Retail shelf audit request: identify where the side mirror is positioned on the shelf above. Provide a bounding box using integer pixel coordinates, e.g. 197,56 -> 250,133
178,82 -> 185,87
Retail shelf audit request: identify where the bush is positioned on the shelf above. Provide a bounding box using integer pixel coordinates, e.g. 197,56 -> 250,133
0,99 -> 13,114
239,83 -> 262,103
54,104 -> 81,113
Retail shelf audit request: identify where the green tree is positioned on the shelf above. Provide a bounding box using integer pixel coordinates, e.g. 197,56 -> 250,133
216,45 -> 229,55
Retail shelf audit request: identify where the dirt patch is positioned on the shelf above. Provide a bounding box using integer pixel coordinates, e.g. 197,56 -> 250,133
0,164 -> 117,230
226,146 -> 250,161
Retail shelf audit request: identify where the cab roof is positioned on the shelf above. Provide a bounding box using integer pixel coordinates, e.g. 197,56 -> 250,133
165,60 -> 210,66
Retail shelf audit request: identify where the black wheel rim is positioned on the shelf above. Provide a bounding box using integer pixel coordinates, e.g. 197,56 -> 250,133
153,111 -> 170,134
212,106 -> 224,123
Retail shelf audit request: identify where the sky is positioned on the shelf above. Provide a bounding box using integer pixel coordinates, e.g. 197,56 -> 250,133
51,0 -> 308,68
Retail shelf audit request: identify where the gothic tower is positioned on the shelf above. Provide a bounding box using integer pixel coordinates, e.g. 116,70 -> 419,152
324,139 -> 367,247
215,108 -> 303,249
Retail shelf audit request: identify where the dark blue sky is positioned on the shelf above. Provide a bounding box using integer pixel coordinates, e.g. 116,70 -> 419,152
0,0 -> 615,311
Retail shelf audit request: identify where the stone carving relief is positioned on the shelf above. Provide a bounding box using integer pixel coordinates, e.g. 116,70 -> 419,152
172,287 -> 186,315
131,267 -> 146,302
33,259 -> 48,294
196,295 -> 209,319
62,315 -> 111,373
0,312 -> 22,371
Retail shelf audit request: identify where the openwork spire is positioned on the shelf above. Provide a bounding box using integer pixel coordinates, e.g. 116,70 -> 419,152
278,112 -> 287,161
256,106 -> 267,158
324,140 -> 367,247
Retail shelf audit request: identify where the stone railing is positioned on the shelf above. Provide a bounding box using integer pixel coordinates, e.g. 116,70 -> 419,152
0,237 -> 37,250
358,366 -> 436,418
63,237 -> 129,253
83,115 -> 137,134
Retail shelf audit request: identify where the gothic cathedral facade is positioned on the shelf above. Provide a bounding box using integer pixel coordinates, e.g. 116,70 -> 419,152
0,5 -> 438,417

|---|

TASK TO COMPLETE: Rewrite every row above, swapping "audit request" for "labeling request" wherever it appears and leaving everything else untouched.

EXERCISE SOLUTION:
Retail shelf labeling request: identify where the side mirror is positioned on the shelf above. Provide a bounding box using integer pixel coordinates, e.g. 197,56 -> 250,133
178,82 -> 185,87
Retail shelf labeling request: identify where the bush is positioned on the shelf above. Provide a bounding box using integer pixel coordinates, e.g. 197,56 -> 250,133
0,99 -> 13,114
239,83 -> 262,103
54,104 -> 81,113
Retail shelf labeling request: identify where the green tree is positioned on the shelf above. Provide a bounding box using integer pixel coordinates, e.g. 197,56 -> 250,133
216,45 -> 229,55
Retail shelf labeling request: identify where the dirt patch is positioned on the shelf above. Provide a bounding box using integer pixel coordinates, e.g. 197,56 -> 250,133
0,164 -> 117,230
226,146 -> 250,161
Retail shelf labeling request: identify where the cab roof is positioned on the shelf above. Provide a bounding box using integer pixel coordinates, e.g. 197,56 -> 250,133
165,60 -> 210,66
Retail shelf labeling request: identify where the black wheel rim is positioned on the shelf above. Provide a bounding box using integer pixel coordinates, e.g. 197,56 -> 250,133
153,111 -> 170,134
212,106 -> 224,123
Retail shelf labeling request: identify where the sky is positioned on the shelf above. Provide a bounding box using integer pixel coordinates, e.g. 197,56 -> 250,133
51,0 -> 308,68
Retail shelf labeling request: identify where the gothic tower is positioned on the shelf above. Provide a bounding box using integer pixel coordinates, e.g. 116,70 -> 419,152
324,139 -> 367,247
215,108 -> 303,249
Retail shelf labeling request: identify where the dark blue sky is positioned on the shelf above. Provide a bounding box using integer pixel coordinates, e.g. 116,70 -> 419,152
0,0 -> 615,311
Retail shelf labeling request: identify where the stone carving relief is positioned on the shelf above. Provide a bounding box using integer pixel coordinates, e.g. 116,70 -> 419,152
172,287 -> 186,315
131,267 -> 146,302
33,259 -> 48,294
196,295 -> 209,319
62,315 -> 111,373
0,312 -> 22,371
Retail shelf labeling request: identify where the openwork spire is positioned on the shelf above. Provide a bounding box using integer pixel coordinates, e.g. 116,70 -> 419,152
278,112 -> 287,161
256,106 -> 267,158
324,140 -> 367,247
Retail shelf labeling request: identify where the stone railing is positioned on the shelf above. Provide a bounding box using integer pixel coordinates, e.g. 116,70 -> 419,152
0,237 -> 37,250
358,366 -> 436,418
63,237 -> 129,253
83,115 -> 137,134
Retail shelf labeling request: identify where the gothic cathedral facade is positioned on the shelf above. Provide a bounding box using integer pixel coordinates, e.g. 116,70 -> 419,152
0,5 -> 438,417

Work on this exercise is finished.